Copy the records from their start through the line containing "[(288, 143), (404, 208)]", substituting "side table top" for each occurrence of "console table top" and leaving everything else unchanged.

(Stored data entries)
___

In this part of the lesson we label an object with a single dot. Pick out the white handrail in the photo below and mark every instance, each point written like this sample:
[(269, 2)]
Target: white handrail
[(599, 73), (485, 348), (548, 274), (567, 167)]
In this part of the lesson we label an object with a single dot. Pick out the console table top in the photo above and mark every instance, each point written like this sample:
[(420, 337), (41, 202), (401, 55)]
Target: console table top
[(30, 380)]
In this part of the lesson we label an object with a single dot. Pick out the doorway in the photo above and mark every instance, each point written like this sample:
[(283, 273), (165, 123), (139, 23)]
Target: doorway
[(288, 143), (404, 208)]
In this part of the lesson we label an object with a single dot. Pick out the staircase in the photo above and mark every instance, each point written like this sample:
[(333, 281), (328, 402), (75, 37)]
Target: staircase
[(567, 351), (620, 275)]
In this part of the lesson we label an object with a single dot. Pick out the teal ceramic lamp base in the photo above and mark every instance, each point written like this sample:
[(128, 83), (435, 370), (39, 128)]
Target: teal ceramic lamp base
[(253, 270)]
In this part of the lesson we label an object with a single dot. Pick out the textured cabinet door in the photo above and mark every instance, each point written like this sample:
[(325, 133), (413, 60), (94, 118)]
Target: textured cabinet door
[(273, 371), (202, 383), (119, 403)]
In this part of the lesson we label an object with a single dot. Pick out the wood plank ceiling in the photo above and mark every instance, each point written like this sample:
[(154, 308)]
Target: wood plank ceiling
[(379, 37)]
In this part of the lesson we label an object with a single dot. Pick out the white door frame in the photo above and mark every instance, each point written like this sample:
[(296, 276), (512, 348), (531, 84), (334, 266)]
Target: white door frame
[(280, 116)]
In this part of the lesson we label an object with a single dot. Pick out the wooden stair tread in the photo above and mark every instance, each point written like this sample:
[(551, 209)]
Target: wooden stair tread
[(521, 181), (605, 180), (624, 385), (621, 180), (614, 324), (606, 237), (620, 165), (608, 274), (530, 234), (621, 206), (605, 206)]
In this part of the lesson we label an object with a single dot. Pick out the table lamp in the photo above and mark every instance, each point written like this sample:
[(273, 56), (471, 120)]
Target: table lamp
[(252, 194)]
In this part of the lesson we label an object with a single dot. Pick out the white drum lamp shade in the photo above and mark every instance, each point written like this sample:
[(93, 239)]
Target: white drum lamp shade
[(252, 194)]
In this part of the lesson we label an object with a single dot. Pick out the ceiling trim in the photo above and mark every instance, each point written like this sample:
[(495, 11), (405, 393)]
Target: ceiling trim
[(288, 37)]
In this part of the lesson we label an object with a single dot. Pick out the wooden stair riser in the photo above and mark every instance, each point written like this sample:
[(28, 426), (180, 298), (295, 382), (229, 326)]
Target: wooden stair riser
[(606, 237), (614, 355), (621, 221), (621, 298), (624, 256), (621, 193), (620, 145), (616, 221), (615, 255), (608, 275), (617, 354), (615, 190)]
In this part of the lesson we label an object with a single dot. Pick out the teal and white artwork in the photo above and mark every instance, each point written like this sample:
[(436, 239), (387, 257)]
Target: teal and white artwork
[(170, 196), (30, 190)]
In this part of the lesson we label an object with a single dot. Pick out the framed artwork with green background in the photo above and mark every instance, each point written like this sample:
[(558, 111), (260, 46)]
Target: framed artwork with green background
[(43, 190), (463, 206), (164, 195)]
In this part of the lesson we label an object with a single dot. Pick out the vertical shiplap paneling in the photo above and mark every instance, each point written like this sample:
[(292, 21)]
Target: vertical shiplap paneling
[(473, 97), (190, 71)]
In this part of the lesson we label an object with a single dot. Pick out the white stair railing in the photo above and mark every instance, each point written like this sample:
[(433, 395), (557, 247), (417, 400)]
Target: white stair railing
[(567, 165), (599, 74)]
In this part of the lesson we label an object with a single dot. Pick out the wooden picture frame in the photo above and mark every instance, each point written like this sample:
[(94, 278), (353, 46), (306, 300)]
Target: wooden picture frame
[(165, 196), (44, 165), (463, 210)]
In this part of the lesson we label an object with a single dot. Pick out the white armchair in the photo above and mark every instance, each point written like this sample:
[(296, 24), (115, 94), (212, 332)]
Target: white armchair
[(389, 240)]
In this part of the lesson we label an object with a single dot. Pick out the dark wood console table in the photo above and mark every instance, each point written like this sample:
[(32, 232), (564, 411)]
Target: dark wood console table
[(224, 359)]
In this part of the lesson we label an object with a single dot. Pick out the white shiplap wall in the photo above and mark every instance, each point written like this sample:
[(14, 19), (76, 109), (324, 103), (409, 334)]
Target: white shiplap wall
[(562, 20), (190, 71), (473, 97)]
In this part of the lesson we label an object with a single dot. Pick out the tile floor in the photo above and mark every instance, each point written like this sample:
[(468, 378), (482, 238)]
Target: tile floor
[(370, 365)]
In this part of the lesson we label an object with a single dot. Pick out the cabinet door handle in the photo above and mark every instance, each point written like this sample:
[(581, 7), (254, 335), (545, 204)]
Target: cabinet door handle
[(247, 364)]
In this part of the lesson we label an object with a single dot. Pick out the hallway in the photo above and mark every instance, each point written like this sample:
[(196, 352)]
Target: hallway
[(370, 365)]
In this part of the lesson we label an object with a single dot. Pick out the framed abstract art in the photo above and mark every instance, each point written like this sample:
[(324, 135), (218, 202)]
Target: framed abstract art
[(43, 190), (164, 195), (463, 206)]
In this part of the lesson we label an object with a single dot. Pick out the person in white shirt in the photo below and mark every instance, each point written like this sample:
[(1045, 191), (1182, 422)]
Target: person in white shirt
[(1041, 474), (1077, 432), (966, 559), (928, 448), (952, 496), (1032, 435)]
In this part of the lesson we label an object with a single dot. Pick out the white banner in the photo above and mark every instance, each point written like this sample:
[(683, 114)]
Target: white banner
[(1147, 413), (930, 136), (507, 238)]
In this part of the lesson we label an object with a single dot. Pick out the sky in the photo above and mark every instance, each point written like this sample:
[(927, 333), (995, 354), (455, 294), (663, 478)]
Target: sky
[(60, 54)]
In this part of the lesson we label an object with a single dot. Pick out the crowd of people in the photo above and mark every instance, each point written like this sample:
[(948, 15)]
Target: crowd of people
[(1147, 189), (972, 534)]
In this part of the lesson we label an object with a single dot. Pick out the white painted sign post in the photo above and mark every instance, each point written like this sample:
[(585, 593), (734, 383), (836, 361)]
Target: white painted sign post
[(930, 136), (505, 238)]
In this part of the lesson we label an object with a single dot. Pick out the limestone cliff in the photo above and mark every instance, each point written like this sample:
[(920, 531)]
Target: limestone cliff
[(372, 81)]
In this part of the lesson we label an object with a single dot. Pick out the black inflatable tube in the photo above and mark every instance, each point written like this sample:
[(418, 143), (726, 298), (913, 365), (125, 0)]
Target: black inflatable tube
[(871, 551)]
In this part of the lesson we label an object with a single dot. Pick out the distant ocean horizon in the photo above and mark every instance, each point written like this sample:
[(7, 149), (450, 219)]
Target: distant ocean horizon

___

[Response]
In this part of the lesson we label an object with a single dot. Pick out the white handrail in the photo below and mark every instance, each point written like this sample:
[(269, 2)]
Target: white handrail
[(599, 73), (485, 348), (548, 274), (567, 167)]
In this part of the lesson we label an object with a single dot. Pick out the side table top in the photo above and mark every instance, each point written like this sample:
[(420, 337), (41, 202), (401, 55)]
Target: side table top
[(30, 380)]
In this part of the lesson we label an object with a single dot. Pick out the doorway in the photo above and mark every instance, each point written like this sample:
[(283, 273), (165, 123), (139, 23)]
Target: doorway
[(288, 143), (404, 208)]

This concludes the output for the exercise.